A consortium of organisations in Wales have secured £350,000 of research and development funding to help tackle childhood obesity by using apples in an innovative way.

Sustainable food technology specialist Pennotec, based in Pwllheli, has collaborated with Bangor University’s BioComposites Centre, Coleg Menai’s Food Technology Centre and Cork Company CyberColloids on the project.

The funding from Welsh Government’s Food and Drink Division and Innovate UK’s Small Business Research Initiative will be used to develop a method of utilising apple pomace.

Apple pomace is the solid residue that remains after milling and pressing of apples for cider, apple juice or puree production.

This will be used to develop a food ingredient that could reduce levels of sugar and saturated fat in range of popular food items.

The food ingredient is being developed to be utilized by food manufacturers, school caterers and people in their own kitchens.

Dr Jonathan Hughes, managing director of Pennotec, said: “We are using Welsh apple pomace as a food ingredient with functional fibres which can improve the nutritional composition of foods that are particularly enjoyed by children whilst reducing cost.

[Stored data entries]
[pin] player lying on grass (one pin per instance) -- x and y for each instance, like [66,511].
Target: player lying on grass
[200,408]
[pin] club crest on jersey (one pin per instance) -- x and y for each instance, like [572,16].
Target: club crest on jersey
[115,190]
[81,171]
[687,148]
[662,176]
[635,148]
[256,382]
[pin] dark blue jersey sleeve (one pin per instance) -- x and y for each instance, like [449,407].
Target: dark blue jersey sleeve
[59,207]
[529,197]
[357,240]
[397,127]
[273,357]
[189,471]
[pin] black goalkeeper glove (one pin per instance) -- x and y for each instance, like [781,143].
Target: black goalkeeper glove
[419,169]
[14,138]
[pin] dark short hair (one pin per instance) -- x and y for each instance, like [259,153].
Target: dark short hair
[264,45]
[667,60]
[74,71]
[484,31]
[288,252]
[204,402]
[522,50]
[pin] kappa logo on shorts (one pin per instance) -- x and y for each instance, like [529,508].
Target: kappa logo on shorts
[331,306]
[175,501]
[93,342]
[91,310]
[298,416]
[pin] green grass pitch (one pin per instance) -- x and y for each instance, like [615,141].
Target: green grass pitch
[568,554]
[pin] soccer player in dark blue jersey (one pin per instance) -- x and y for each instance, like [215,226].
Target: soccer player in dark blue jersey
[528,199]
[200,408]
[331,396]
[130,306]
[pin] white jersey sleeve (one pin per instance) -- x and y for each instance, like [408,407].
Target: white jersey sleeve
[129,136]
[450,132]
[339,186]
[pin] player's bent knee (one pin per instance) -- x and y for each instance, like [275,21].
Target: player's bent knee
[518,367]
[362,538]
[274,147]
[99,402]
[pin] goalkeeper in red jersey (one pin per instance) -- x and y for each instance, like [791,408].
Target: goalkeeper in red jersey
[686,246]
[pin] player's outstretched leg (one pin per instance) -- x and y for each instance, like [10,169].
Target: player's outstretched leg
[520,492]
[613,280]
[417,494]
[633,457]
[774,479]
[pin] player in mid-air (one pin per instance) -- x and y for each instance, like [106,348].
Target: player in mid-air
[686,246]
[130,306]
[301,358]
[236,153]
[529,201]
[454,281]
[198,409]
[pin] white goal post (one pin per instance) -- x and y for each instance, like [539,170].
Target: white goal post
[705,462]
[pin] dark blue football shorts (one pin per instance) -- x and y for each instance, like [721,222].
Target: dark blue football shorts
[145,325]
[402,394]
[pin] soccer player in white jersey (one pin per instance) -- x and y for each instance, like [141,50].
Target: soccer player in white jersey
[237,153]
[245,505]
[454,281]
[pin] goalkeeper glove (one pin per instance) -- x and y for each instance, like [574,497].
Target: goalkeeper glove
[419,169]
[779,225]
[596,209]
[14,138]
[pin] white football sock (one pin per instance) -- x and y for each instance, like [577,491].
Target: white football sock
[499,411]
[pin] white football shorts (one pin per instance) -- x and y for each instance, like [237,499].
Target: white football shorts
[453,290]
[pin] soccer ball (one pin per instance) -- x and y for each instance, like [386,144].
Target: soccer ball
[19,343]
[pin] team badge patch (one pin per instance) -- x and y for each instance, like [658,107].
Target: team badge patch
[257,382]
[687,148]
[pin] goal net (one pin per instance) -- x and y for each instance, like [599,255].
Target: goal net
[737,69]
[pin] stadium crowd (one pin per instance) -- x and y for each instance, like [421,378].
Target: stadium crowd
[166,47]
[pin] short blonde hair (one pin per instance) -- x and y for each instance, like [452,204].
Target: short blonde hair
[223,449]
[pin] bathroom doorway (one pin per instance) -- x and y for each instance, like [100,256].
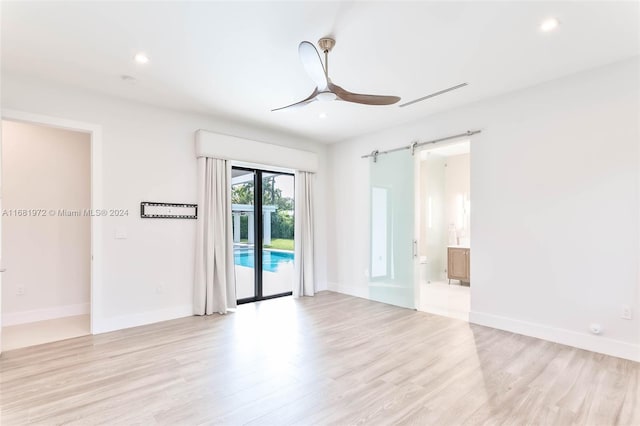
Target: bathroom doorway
[444,243]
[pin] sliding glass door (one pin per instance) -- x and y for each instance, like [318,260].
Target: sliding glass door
[263,243]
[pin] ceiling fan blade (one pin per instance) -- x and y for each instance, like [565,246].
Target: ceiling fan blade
[312,63]
[307,100]
[358,98]
[432,95]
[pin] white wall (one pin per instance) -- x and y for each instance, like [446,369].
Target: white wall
[148,155]
[46,255]
[555,207]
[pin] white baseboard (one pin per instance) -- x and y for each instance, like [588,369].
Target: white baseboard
[104,325]
[15,318]
[585,341]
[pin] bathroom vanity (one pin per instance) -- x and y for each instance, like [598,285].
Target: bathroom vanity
[458,261]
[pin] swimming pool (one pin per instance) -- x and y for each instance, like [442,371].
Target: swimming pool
[271,260]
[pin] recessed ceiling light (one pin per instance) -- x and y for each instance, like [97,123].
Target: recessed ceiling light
[128,78]
[141,58]
[549,24]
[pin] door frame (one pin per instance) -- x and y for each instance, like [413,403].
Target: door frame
[258,238]
[95,134]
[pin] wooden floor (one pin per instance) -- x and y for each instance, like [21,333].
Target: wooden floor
[331,359]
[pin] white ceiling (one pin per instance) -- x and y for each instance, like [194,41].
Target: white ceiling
[446,149]
[239,59]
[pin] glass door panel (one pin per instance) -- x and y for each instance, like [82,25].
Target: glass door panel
[242,209]
[392,255]
[277,233]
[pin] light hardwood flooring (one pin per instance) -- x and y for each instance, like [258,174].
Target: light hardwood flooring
[330,359]
[450,300]
[37,333]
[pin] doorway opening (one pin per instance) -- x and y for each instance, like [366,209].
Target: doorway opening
[444,240]
[46,234]
[263,244]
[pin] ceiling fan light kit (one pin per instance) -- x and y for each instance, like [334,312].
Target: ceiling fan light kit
[325,89]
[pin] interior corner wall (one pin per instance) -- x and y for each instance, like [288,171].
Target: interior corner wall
[46,253]
[555,207]
[148,154]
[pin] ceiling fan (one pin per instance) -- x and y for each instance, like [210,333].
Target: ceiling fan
[325,89]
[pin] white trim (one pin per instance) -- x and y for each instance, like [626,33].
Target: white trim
[15,318]
[585,341]
[144,318]
[226,147]
[95,131]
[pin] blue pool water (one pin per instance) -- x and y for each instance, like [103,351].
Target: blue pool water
[271,260]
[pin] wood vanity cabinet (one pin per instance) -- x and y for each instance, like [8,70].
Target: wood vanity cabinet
[458,264]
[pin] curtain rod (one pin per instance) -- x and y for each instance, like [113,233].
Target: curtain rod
[414,145]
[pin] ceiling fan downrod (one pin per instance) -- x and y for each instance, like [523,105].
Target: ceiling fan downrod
[326,44]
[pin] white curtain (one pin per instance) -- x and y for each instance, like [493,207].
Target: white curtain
[215,286]
[304,275]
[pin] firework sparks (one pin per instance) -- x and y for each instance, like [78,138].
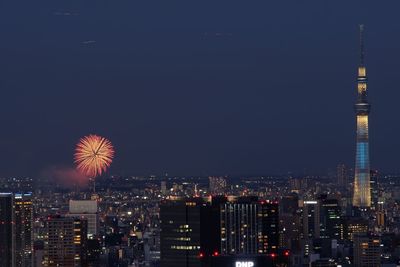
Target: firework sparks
[93,155]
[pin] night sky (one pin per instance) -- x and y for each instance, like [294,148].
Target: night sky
[196,87]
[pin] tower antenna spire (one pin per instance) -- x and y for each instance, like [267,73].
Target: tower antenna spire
[362,51]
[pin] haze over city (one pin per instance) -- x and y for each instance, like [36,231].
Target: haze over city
[195,88]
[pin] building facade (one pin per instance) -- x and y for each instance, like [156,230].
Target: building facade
[362,191]
[65,244]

* **TASKS FOR THIS EXERCISE**
1. In the article on the apple pomace funding, where is Pennotec based?
2. Reproduce the stretch of the apple pomace article from "Apple pomace is" through "popular food items.".
3. Carry on the article about the apple pomace project from the point where it stops.

* **RESULTS**
1. Pennotec is based in Pwllheli.

2.
Apple pomace is the solid residue that remains after milling and pressing of apples for cider, apple juice or puree production.

This will be used to develop a food ingredient that could reduce levels of sugar and saturated fat in range of popular food items.

3.
“A key aim of the project is to make food and drink healthier and cheaper without sacrificing the flavour.”

Research shows that by the age of 11, more than 40% of children in Wales are either overweight or obese which is putting them at an increased risk of developing heart disease, cancer and type 2 diabetes when they are adults.

Dr Adam Charlton of Bangor University’s BioComposites Centre has commented: “Like the rest of the UK and Europe, Wales generates thousands of surplus fresh food resources like apples, a rich source of natural fibres that never make it to the supermarket shelves because they are out-graded, surplus to requirements or are processed and only partly utilised.

“In this project we are targeting the potential to use apple pomace to provide the texture for food instead of high calorie ingredients such as fat.”